> **Task to complete**:
In the Gaia session summary below, who discussed classifying transients based on Gaia's BP/RP spectra?

Session 2 was dedicated to providing more details of the data processing that was done for Gaia DR1. An overview of the photometric processing and the expectations for photometry in future Gaia data releases was provided by Busso and Jordi, the latter noting how Gaia will become the reference photometric survey for future space and ground based surveys. Veljanoski presented a specific set of statistical tools used in the validation of Gaia DR1, while Clementini previewed the Cepheid and RR Lyrae data (light curves and characterization) that are part of Gaia DR1. Bellas-Velidis presented the expected performance of Gaia for unresolved external galaxies and Blomme provided a status update on the Gaia radial velocity spectrograph processing.
Session 4 was dedicated to science on transients with Gaia. Hodgkin presented the status of the Gaia photometric alerts effort, summarising the properties of the alerts published to date and showing the latest evolution of the alerts tools for users. Blagorodnova discussed in more detail the classification of transients based on Gaia's BP/RP spectra. Jonker discussed the prospects for discovering white dwarf tidal disruption events with Gaia, while Wyrzykowski discussed the possibility of Gaia discoveries of TDEs around supermassive black holes. Roelens provided insights into the way short time scale variables are identified and characterised in the DPAC pipelines and Tanga discussed the identification and processing of solar system objects by Gaia, including the option to alert on newly discovered near earth objects.

> **Provided material**:

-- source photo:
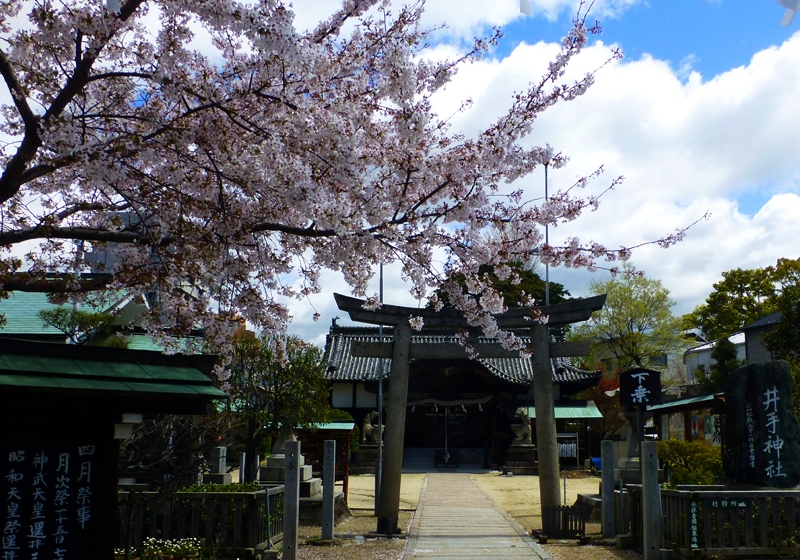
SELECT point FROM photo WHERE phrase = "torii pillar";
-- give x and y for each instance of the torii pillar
(402, 351)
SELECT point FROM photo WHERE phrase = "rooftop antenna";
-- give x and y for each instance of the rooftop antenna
(792, 7)
(547, 241)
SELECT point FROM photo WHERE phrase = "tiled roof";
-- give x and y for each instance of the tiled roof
(771, 319)
(736, 339)
(21, 312)
(342, 366)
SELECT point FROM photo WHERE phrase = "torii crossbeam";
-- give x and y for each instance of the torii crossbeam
(401, 351)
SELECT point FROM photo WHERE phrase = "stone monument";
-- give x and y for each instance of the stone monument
(761, 438)
(638, 388)
(273, 468)
(367, 456)
(218, 467)
(521, 458)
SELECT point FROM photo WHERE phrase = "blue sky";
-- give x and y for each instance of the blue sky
(702, 115)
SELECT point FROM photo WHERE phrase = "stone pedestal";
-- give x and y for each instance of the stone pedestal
(273, 471)
(364, 460)
(629, 470)
(521, 459)
(219, 467)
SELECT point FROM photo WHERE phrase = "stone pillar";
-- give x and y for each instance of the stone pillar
(291, 500)
(218, 467)
(546, 443)
(328, 489)
(389, 504)
(651, 502)
(608, 513)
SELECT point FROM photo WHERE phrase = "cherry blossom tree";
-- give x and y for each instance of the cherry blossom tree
(212, 177)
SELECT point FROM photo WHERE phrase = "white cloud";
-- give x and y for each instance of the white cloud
(685, 146)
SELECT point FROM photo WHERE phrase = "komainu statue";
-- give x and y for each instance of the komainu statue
(369, 431)
(523, 429)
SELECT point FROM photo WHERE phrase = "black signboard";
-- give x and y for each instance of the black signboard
(762, 444)
(639, 387)
(54, 492)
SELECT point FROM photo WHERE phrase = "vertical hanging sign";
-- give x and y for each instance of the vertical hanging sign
(48, 494)
(639, 387)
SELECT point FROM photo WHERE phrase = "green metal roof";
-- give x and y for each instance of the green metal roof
(21, 311)
(26, 365)
(681, 403)
(572, 410)
(346, 426)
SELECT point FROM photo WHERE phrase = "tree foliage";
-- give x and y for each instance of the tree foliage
(636, 324)
(82, 327)
(744, 296)
(275, 382)
(520, 287)
(784, 340)
(168, 451)
(274, 152)
(608, 405)
(741, 297)
(725, 359)
(689, 462)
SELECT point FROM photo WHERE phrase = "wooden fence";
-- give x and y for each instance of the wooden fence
(725, 522)
(233, 523)
(564, 521)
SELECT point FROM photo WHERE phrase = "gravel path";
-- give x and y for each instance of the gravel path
(518, 496)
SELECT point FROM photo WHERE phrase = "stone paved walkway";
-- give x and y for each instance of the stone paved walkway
(455, 519)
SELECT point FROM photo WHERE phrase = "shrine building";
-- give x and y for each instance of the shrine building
(467, 405)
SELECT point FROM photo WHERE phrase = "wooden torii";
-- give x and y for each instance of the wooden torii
(401, 351)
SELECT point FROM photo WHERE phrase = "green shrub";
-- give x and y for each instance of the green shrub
(355, 436)
(689, 462)
(233, 487)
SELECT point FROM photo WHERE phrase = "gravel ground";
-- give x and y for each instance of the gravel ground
(516, 495)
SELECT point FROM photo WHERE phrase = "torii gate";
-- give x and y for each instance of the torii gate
(401, 351)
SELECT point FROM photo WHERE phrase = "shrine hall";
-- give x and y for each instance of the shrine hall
(467, 405)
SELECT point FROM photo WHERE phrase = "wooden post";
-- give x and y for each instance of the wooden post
(291, 499)
(546, 444)
(608, 513)
(651, 502)
(329, 490)
(389, 504)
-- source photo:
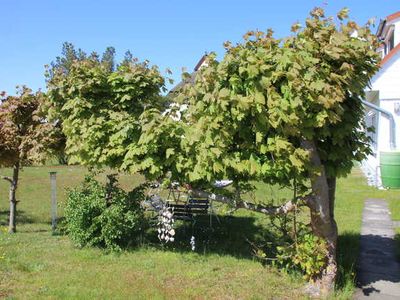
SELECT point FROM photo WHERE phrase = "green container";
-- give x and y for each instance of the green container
(390, 169)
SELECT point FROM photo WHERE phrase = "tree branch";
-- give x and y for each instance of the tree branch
(7, 178)
(267, 210)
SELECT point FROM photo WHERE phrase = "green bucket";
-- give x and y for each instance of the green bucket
(390, 169)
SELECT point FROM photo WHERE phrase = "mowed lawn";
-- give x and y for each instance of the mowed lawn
(39, 265)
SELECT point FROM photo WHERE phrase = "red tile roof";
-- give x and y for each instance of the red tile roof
(393, 16)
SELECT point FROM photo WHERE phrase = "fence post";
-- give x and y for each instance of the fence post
(53, 200)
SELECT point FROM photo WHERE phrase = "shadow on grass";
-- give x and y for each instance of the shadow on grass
(225, 235)
(347, 254)
(22, 218)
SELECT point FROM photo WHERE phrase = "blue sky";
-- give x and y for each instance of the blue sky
(169, 33)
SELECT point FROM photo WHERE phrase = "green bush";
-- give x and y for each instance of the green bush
(104, 215)
(306, 253)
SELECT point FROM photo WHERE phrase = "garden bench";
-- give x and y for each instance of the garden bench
(194, 206)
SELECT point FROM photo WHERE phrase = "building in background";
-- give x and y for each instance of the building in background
(384, 94)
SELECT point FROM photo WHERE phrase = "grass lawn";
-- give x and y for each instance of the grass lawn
(39, 265)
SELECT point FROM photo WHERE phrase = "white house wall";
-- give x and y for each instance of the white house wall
(387, 82)
(397, 32)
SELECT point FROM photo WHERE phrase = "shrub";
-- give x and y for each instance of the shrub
(104, 215)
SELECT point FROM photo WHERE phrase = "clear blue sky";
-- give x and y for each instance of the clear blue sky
(170, 33)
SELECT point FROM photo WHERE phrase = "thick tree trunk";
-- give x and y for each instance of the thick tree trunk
(322, 219)
(12, 227)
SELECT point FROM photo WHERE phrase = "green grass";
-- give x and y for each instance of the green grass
(39, 265)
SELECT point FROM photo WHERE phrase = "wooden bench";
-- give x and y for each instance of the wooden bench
(193, 207)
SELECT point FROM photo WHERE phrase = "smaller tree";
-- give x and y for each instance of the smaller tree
(25, 137)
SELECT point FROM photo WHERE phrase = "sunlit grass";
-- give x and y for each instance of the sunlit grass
(40, 265)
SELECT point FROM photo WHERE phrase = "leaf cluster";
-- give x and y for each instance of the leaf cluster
(25, 135)
(100, 108)
(245, 117)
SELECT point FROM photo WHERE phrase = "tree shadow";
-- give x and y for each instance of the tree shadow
(22, 218)
(222, 235)
(377, 262)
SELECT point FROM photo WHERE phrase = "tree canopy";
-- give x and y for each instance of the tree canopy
(282, 111)
(100, 107)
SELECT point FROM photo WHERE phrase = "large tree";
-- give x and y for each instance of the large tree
(100, 106)
(25, 137)
(284, 112)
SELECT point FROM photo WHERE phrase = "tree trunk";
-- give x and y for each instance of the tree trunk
(322, 219)
(12, 228)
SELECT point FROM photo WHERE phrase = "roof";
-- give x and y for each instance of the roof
(392, 17)
(383, 22)
(379, 32)
(392, 53)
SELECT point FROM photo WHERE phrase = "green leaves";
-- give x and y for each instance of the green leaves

> **Written response**:
Blagorodnova